Task requirements:
Could you return, word for word, the passage of the tax court judgment starting with "The appeal from" and going on through "of November 2004."?

Source document:
-- Begin --
Dockets: 2001-3094(IT)G

BETWEEN:

BUOR LEANG,

Appellant,

and

HER MAJESTY THE QUEEN,

Respondent.

[OFFICIAL ENGLISH TRANSLATION]

___________________________________________________________

Appeals heard April 7, 2004, at Québec, Quebec

Before: The Honourable Justice Alain Tardif

Appearances:

Counsels for the Appellant:

Jacques Côté and

Bernard Gaudreau

Counsel for the Respondent:

Marie-Aimée Cantin

____________________________________________________________________

JUDGMENT

          The appeal from the assessments under the Income Tax Act for the 1996, 1997 and 1998 taxation years are allowed and the assessments including penalties are cancelled, with costs, in accordance with the attached Reasons for Judgment.

Signed at Ottawa, Canada this 30th day of April 2004.

"Alain Tardif"

Tardif J.

Translation certified true

on this 17th day of November 2004.

Sharen Winkler Moren, Translator


Citation: 2004TCC318

Date: 20040430

Docket: 2001-3094(IT)G

BETWEEN:

BUOR LEANG,

Appellant,

and

HER MAJESTY THE QUEEN,

Respondent.

[OFFICIAL ENGLISH TRANSLATION]

REASONS FOR JUDGMENT

Tardif J.
-- End --
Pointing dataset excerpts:
-- Begin --
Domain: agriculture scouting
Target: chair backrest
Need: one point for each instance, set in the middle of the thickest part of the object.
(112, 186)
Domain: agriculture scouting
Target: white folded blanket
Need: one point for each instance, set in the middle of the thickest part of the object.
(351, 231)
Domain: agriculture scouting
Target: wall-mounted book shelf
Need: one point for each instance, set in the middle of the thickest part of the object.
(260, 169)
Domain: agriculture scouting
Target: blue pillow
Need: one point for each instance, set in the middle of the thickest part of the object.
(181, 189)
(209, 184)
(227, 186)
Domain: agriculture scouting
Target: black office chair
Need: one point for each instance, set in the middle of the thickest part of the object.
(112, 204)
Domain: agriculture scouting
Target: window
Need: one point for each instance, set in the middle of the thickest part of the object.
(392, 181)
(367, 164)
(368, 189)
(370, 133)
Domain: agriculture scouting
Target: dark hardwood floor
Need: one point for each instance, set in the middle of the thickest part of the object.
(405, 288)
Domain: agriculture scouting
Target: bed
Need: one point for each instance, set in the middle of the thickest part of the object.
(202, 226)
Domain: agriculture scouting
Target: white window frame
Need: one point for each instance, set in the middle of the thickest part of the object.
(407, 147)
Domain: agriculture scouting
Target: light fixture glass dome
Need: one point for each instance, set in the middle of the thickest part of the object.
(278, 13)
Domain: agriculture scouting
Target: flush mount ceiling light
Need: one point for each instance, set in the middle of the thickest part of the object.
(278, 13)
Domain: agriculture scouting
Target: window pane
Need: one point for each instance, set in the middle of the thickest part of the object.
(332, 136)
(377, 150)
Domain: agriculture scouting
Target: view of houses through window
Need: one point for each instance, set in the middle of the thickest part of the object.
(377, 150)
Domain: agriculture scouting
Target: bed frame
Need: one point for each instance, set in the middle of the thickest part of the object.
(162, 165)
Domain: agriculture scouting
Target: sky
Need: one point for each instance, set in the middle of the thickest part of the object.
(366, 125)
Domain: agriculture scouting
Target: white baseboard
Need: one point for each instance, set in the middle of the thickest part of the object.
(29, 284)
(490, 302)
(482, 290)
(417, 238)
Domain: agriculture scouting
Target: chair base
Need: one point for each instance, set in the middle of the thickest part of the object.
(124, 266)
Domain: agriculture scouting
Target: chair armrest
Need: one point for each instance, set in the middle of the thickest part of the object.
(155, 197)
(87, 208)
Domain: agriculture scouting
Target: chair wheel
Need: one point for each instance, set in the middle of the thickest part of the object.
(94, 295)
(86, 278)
-- End --
Output of the exercise:
The appeal from the assessments under the Income Tax Act for the 1996, 1997 and 1998 taxation years are allowed and the assessments including penalties are cancelled, with costs, in accordance with the attached Reasons for Judgment.

Signed at Ottawa, Canada this 30th day of April 2004.

"Alain Tardif"

Tardif J.

Translation certified true

on this 17th day of November 2004.